Aim:
The lines to transcribe begin with the one containing "In this photo, where can the cloudy" and end with the last line below; reproduce them exactly, without the pictures.

Data listing:
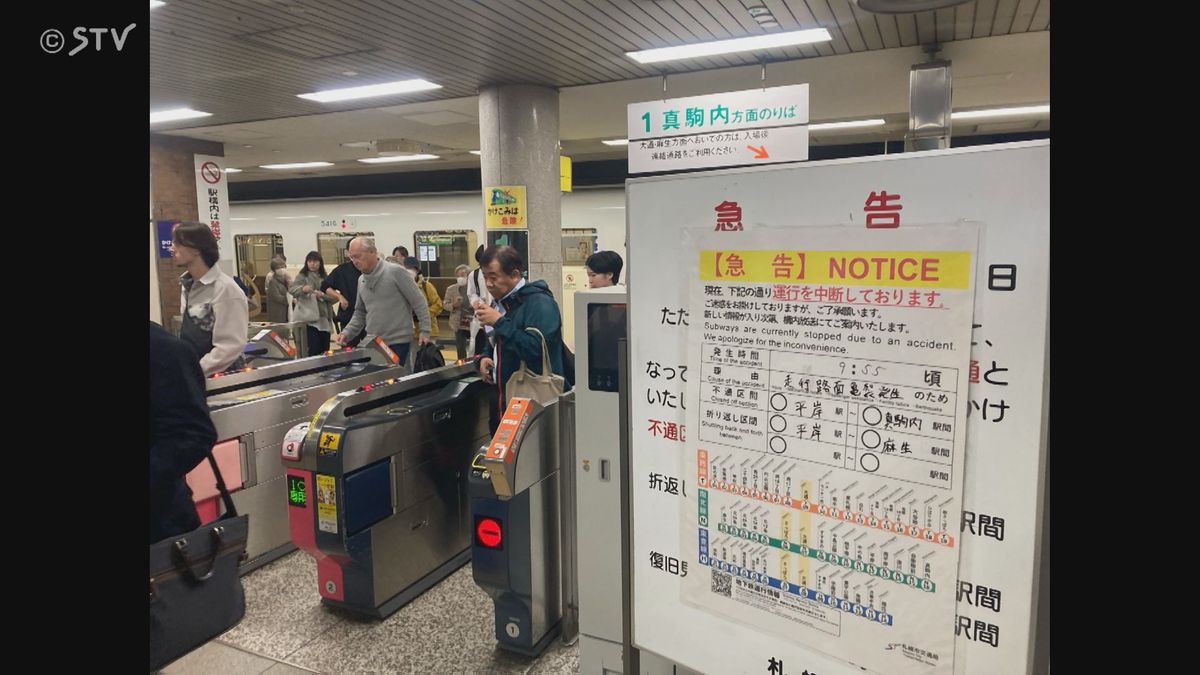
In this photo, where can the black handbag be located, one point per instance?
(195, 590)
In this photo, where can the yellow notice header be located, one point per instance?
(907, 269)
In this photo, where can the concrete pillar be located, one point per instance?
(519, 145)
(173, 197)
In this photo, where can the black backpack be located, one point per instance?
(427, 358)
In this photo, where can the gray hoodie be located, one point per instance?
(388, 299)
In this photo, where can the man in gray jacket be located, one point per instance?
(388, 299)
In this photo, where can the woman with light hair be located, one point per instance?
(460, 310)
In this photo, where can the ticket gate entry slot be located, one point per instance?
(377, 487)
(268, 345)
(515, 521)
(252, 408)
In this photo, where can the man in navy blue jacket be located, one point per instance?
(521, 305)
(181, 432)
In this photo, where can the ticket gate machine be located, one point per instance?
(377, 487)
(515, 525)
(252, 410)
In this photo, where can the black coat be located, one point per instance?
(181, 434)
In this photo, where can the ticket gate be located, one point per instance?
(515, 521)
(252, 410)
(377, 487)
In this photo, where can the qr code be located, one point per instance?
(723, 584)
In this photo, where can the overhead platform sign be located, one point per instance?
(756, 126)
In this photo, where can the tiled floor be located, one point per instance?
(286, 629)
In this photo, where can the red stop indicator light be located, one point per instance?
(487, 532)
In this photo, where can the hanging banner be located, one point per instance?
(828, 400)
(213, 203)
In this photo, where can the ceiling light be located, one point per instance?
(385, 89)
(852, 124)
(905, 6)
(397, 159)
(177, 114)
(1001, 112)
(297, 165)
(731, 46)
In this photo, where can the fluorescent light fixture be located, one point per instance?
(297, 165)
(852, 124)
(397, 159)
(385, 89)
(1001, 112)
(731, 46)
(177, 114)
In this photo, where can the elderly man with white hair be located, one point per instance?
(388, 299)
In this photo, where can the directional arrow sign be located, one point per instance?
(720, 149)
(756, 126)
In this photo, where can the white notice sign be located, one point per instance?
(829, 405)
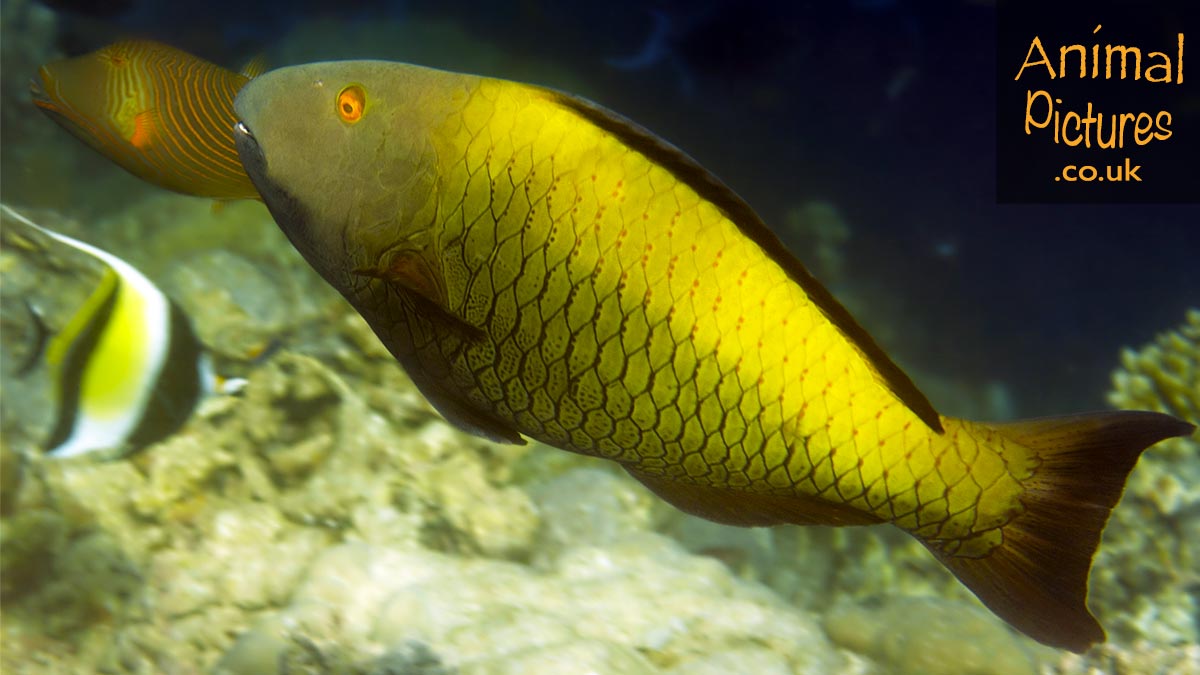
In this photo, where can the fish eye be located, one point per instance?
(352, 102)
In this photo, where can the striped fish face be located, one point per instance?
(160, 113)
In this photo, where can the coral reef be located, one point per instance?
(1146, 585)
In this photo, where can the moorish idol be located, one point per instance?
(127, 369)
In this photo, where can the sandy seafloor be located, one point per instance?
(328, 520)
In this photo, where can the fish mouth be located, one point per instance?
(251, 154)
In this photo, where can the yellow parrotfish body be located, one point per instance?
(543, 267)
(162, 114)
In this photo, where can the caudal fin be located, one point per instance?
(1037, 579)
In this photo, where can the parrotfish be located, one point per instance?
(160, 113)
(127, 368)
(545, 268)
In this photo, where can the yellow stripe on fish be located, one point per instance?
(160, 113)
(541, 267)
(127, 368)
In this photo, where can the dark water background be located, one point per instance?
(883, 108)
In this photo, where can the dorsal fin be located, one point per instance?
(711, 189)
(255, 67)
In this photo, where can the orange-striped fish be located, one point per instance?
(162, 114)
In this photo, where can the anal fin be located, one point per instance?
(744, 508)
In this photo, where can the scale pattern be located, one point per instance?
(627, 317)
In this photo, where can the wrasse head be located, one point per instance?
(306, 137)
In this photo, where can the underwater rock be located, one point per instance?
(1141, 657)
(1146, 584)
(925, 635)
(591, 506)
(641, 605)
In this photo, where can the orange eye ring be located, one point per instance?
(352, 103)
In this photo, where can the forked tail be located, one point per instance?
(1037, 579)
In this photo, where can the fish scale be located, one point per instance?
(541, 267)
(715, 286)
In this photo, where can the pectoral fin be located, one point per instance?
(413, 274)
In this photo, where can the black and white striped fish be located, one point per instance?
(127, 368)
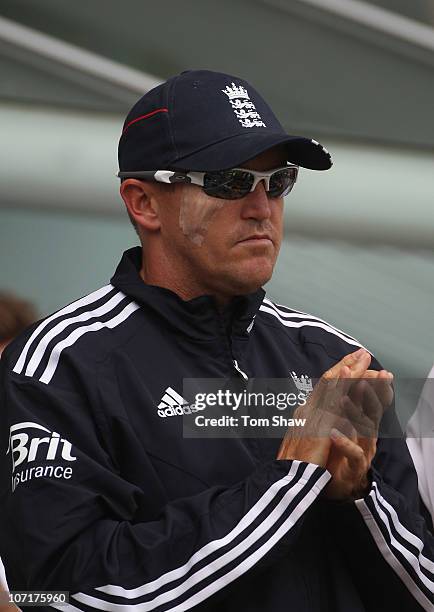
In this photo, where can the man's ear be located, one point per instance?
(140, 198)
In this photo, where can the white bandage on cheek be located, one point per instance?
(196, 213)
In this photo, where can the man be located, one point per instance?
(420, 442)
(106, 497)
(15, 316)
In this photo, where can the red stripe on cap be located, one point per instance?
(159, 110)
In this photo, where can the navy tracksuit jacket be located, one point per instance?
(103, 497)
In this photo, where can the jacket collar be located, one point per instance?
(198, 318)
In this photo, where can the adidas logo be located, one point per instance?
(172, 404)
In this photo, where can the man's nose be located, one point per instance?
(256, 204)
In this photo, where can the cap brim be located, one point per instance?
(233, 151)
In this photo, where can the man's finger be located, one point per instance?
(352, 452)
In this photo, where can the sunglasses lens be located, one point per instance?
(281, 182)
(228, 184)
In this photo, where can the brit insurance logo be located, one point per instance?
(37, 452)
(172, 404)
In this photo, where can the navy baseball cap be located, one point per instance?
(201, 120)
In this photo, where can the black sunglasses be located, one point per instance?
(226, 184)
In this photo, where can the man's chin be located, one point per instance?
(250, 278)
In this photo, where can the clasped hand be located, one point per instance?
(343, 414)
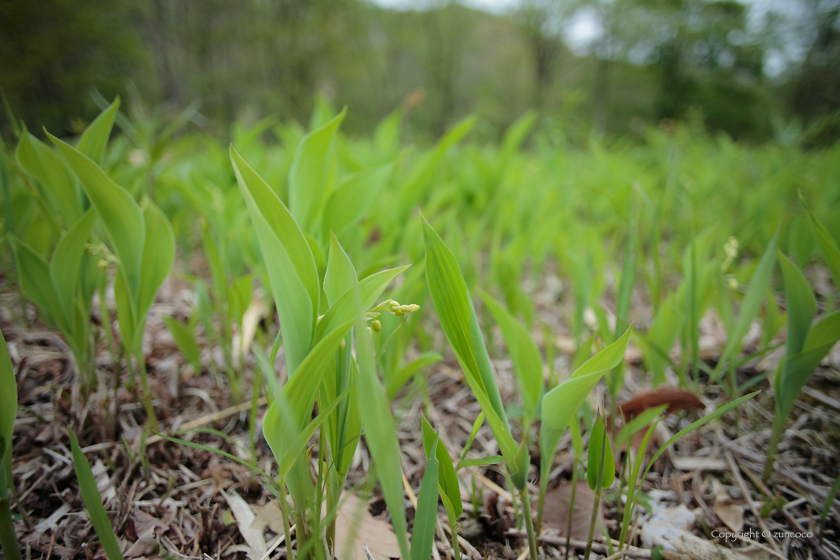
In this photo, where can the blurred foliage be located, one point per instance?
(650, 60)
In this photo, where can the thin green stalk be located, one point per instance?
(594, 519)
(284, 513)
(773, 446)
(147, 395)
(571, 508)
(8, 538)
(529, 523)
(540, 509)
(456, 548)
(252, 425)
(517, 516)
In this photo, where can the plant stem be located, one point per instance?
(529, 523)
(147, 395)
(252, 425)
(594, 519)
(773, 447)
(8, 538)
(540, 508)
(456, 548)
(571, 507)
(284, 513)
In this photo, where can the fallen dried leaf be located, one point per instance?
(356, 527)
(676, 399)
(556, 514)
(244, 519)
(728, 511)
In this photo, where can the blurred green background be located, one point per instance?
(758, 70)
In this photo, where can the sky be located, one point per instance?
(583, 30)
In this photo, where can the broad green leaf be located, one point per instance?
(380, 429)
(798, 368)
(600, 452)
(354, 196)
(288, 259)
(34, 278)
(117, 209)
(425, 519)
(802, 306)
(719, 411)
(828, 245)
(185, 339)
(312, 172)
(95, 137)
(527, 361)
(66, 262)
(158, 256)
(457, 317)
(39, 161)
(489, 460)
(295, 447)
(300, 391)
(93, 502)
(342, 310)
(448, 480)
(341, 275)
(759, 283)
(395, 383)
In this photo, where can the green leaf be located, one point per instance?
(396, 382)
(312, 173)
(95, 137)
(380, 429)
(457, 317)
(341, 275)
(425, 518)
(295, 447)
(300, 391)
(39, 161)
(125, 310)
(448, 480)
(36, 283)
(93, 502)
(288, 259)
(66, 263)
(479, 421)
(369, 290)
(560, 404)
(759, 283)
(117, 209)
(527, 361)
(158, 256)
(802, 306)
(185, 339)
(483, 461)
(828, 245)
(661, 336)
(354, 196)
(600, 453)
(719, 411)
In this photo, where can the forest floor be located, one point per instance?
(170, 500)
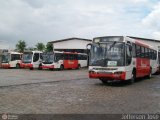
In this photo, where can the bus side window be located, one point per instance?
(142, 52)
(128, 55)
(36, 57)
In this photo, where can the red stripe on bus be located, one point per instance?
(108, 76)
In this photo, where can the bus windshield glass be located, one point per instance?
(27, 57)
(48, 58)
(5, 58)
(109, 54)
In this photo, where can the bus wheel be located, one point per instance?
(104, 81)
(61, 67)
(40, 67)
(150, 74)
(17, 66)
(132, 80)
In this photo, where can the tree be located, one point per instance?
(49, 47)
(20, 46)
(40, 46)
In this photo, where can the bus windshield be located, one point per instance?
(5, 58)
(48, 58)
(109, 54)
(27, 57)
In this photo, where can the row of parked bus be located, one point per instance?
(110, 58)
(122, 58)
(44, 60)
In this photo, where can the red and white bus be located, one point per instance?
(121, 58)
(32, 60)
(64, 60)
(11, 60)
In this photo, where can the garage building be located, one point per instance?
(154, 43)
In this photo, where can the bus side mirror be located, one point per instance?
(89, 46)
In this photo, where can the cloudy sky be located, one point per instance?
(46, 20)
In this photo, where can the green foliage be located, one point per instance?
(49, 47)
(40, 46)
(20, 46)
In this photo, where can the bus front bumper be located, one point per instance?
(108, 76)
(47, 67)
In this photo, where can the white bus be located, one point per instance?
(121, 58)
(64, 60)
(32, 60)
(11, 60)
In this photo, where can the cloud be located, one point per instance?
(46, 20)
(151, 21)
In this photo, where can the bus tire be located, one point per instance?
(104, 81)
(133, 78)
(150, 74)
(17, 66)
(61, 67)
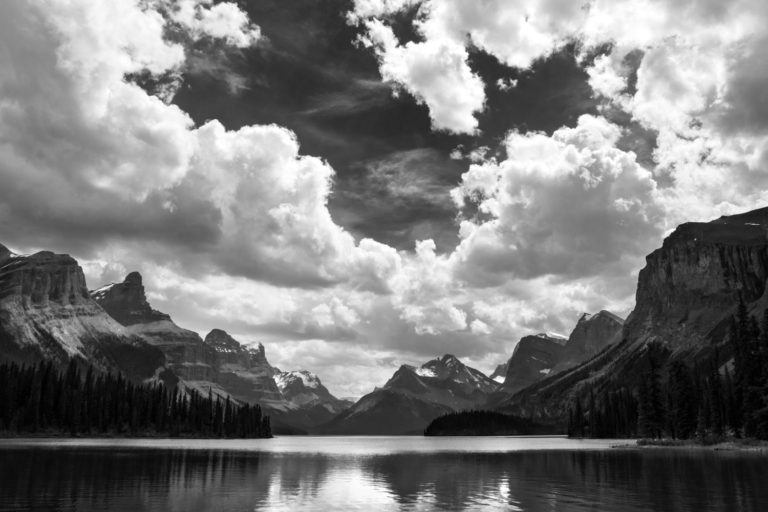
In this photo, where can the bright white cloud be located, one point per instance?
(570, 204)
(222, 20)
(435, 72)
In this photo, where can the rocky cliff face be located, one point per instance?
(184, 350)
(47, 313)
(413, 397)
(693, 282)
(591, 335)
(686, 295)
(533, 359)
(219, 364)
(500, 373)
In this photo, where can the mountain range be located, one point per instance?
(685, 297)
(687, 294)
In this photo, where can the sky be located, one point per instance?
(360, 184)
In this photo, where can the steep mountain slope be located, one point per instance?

Solution to the exercise:
In this photo, where can the cloudy sky be located, one point per instance?
(46, 20)
In this photo, where can the green foliage be located, one point per instance?
(49, 47)
(40, 46)
(20, 46)
In this photo, where can the bus front bumper be located, one point per instance?
(108, 76)
(47, 67)
In this photo, where can the white bus be located, one point per instance?
(121, 58)
(64, 60)
(32, 60)
(11, 60)
In this photo, where can the cloud be located, one point per instance?
(46, 20)
(151, 21)
In this photo, where can the bus tire be located, one point per instance?
(104, 81)
(133, 78)
(150, 74)
(17, 66)
(61, 67)
In this photo, where can the bright white cloud be located, one point per instance?
(570, 204)
(222, 20)
(435, 72)
In this photo, where can the rocky cliff face be located, one point per instance?
(184, 350)
(47, 313)
(413, 397)
(693, 282)
(591, 335)
(686, 295)
(533, 359)
(219, 364)
(500, 373)
In this photo, where can the mountain range be located, one point per instance?
(685, 297)
(687, 294)
In this photo, where can the sky be located, one point per instance?
(360, 184)
In this photo, where can the steep mountain slope be located, one point per instance?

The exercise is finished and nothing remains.